▸ Aim of the task
In the post on Red Hat Cluster and Citrix XenServer, what file has to be created on every XenServer in the pool so two VMs can share a VDI?

**** Source text ****

Posts Tagged ‘Disk Storage’

Redhat Cluster and Citrix XenServer

Thursday, April 9th, 2015

I wanted to write down a guide for RHCS on RHEL/Centos6 and XenServer.

If you want to do that, you need to go through two major challenges which you will encounter. I want to save on the search and sum it all up together here.

The first difficulty is the shared disk. In order to set up most common cluster scenarios, you will need a shared storage. You could either map the VMs to an iSCSI LUNs external to the environment, however, if you do not have such infrastructure (either because everything is based on SAS/FC, or you do not have the ability to set up iSCSI storage with reasonable level of availability), you will want XenServer to allow you to share the VDI between two VMs.

In order to do so, you will need to add a flag to all your pool’s XenServers, and to create the VDI in a specific method. First – the flag – you need to create a file in /etc/xensource called “allow_multiple_vdi_attach”. Do not forget to add it to all your XenServers:

touch /etc/xensource/allow_multiple_vdi_attach

Next, you will need to create your VDI as “raw” type. This is an example. You need to change the SR UUID to the one you use:

xe vdi-create sm-config:type=raw sr-uuid=687a023b-0b20-5e5f-d1ef-3db777ce7ae4 name-label=”My Raw LVM VDI” virtual-size=8GiB type=user

You can find Citrix article about it here.

Following that, you can complete your cluster setup and configuration. I will not add details about it here, as this is not the focus of this article. However, when it comes to fencing, you will need a solution. The solution I used was a fencing agent which was written specifically for XenServer using XenAPI, by using the agent called fence-xenserver. I did not use the fencing agents repository (which this page also points to), because I was unable to compile the required components to run on Centos6. They just don’t compile well. This is, however, a simple Python script which actually works.

**** Dataset extract ****

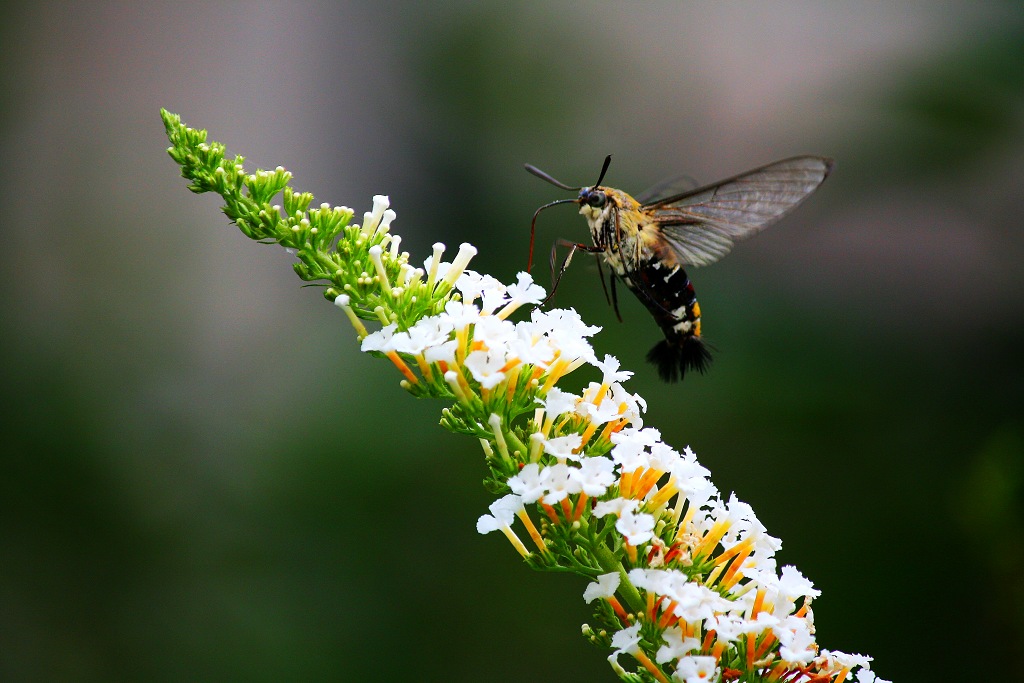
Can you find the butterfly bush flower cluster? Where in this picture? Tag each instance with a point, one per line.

****

▸ Final answer
A file named "allow_multiple_vdi_attach" in /etc/xensource, that is, /etc/xensource/allow_multiple_vdi_attach.